---------- TEXTAUSZUG
Meine Damen und Herren, diese klare Empfehlung haben wir jetzt allerdings nicht, sondern wir haben drei verschiedene Anträge, die in den Ausschüssen dann wieder in zwei Monaten im Landtag diskutiert werden sollen und die – so wie ich Sie verstanden habe, Herr Weiner und Frau Grosse, nachdem Sie beide uns schon wegen unserer Position angegriffen haben – bestimmt nicht auf Konsens hinauslaufen werden, sondern die in der üblichen ritualisierten Art und Weise besprochen werden.

Jeder beharrt am Schluss auf seinem Antrag. Dann wird der Antrag von SPD und FDP abgestimmt, weil der die Mehrheit hat.

Da nickt Herr Dr. Schmitz schon ganz stolz. Sie wissen, Sie haben die Mehrheit und können das entsprechend auch so schreiben.

(Zuruf des Abg. Dr. Schmitz, FDP – Zuruf von der SPD: Das hat seinen Vorteil!)

Das hat seinen Vorteil für die SPD und die FDP.

Das hat aber keinen Vorteil für die jungen Menschen, die auf der Straße stehen. Für die hätte ich gern einen Vorteil gehabt, meine Damen und Herren.

(Beifall des BÜNDNIS 90/DIE GRÜNEN – Zurufe von der SPD und der FDP: Ah!)
--------------------
---------- BEREITGESTELLTE DATEN
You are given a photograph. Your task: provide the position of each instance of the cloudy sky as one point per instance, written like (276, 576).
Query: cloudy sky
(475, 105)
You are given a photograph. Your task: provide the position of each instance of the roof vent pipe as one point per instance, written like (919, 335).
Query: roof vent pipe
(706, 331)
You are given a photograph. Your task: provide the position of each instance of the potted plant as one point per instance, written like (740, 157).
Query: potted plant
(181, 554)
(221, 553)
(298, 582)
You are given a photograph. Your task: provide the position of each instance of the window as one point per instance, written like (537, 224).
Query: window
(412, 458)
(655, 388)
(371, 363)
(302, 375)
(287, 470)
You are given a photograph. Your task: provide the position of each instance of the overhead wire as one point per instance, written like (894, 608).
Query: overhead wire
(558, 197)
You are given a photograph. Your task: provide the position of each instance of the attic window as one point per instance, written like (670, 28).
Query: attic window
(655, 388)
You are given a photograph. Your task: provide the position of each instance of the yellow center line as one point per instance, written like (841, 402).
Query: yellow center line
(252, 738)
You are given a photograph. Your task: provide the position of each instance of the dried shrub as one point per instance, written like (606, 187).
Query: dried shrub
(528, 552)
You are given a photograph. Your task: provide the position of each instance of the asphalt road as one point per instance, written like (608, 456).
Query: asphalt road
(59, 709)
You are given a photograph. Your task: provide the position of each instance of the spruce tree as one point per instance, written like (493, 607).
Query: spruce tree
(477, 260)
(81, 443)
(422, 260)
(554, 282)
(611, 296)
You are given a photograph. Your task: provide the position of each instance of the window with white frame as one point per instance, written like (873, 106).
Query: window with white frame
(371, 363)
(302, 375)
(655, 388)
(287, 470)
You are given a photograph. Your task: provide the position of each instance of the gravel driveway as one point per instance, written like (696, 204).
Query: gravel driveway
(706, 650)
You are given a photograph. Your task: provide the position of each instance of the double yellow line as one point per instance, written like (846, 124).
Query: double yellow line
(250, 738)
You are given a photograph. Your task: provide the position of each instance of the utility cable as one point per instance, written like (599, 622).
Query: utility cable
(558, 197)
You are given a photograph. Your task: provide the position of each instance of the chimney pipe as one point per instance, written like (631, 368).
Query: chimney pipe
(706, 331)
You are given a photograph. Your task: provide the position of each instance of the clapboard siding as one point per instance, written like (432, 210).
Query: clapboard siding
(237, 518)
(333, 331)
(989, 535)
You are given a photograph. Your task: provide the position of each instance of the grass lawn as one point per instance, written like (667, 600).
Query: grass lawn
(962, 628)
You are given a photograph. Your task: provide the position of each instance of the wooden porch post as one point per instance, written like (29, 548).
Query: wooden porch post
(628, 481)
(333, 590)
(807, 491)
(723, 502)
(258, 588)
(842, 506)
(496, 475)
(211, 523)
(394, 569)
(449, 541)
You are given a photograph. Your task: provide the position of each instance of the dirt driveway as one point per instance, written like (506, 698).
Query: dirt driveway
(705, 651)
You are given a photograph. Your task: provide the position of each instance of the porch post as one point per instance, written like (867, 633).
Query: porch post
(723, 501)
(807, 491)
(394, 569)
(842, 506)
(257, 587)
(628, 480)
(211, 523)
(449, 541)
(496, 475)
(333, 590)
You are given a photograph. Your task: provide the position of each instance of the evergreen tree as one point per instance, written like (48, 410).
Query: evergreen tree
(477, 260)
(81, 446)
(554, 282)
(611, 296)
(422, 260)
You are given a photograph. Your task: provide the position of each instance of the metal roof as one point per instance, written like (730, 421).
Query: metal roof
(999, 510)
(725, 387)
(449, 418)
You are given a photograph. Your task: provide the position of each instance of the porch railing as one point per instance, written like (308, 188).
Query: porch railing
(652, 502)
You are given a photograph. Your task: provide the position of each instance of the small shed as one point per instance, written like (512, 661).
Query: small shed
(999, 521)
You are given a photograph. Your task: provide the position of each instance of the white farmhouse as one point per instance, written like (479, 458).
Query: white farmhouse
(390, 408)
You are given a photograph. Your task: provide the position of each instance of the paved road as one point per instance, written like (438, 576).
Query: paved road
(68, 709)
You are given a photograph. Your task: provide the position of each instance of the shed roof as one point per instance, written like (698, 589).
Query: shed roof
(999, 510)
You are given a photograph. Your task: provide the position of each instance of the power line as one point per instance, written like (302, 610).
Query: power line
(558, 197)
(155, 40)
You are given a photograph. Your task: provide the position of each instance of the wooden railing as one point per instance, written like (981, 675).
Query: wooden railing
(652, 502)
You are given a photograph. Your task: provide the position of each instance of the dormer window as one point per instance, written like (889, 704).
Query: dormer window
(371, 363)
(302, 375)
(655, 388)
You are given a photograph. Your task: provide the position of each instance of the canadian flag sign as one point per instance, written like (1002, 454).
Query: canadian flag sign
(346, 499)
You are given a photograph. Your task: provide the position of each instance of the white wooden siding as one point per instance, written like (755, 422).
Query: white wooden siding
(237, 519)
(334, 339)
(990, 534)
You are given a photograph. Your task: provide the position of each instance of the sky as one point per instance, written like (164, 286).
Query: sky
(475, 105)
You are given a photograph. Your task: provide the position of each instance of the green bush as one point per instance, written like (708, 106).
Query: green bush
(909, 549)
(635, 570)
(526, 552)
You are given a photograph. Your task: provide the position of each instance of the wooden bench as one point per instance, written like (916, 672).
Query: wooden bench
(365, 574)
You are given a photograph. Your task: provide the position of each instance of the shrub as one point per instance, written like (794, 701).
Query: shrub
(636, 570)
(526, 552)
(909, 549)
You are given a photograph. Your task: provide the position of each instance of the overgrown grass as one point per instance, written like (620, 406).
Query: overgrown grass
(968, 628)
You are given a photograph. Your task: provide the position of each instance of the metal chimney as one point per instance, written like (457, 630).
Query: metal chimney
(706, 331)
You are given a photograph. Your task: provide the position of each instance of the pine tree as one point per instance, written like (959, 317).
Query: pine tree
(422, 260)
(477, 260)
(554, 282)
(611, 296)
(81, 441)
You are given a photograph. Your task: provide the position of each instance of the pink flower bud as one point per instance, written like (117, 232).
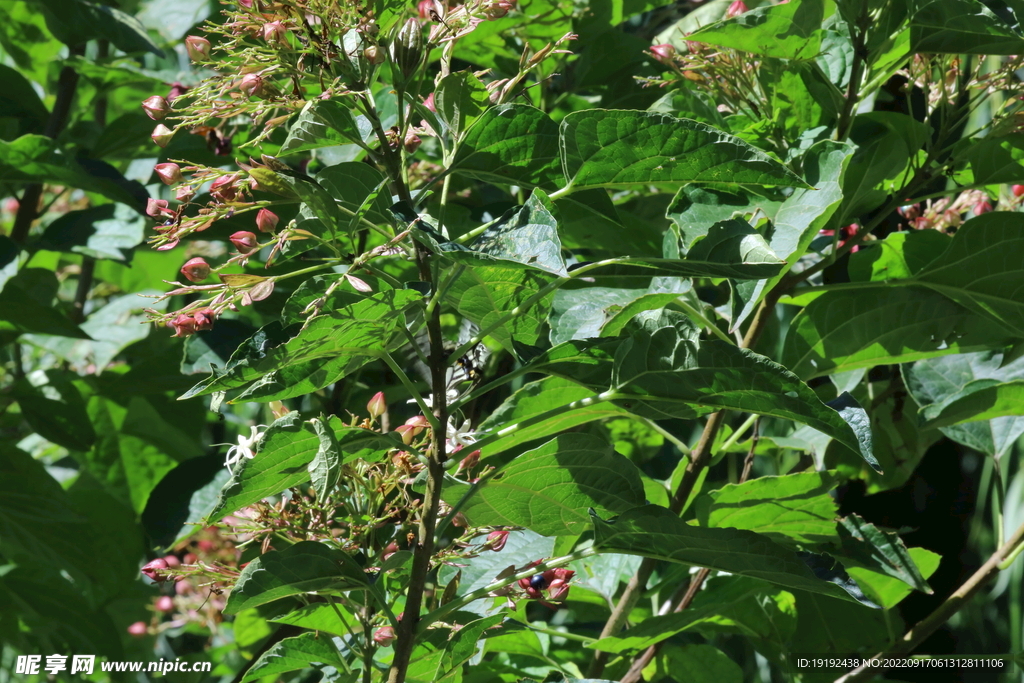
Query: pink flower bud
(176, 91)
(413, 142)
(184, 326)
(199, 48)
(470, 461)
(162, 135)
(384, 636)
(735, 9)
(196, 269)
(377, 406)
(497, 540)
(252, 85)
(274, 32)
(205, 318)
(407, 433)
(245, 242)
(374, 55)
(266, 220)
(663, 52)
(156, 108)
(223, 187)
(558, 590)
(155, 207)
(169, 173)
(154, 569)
--------------------
ÜBUNGSAUFGABEN
a) Prüfen Sie, ob die folgenden Aussagen mit dem Textauszug übereinstimmen, und belegen Sie jede Antwort mit den entscheidenden Worten des Textes: (i) Es liegen drei verschiedene Anträge vor. (ii) Die Anträge sollen in zwei Wochen im Landtag diskutiert werden. (iii) Der Antrag von SPD und FDP wird abgestimmt, weil er die Mehrheit hat.
b) Wer nickt laut dem Textauszug schon ganz stolz?
c) Zitieren Sie aus dem Textauszug den Abschnitt von „Meine Damen und Herren, diese“ bis einschließlich „und die FDP.“.

LÖSUNGEN
a)
(i) Ja: „wir haben drei verschiedene Anträge“
(ii) Nein: „die in den Ausschüssen dann wieder in zwei Monaten im Landtag diskutiert werden sollen“
(iii) Ja: „Dann wird der Antrag von SPD und FDP abgestimmt, weil der die Mehrheit hat.“

b) Herr Dr. Schmitz.

c)
Meine Damen und Herren, diese klare Empfehlung haben wir jetzt allerdings nicht, sondern wir haben drei verschiedene Anträge, die in den Ausschüssen dann wieder in zwei Monaten im Landtag diskutiert werden sollen und die – so wie ich Sie verstanden habe, Herr Weiner und Frau Grosse, nachdem Sie beide uns schon wegen unserer Position angegriffen haben – bestimmt nicht auf Konsens hinauslaufen werden, sondern die in der üblichen ritualisierten Art und Weise besprochen werden.

Jeder beharrt am Schluss auf seinem Antrag. Dann wird der Antrag von SPD und FDP abgestimmt, weil der die Mehrheit hat.

Da nickt Herr Dr. Schmitz schon ganz stolz. Sie wissen, Sie haben die Mehrheit und können das entsprechend auch so schreiben.

(Zuruf des Abg. Dr. Schmitz, FDP – Zuruf von der SPD: Das hat seinen Vorteil!)

Das hat seinen Vorteil für die SPD und die FDP.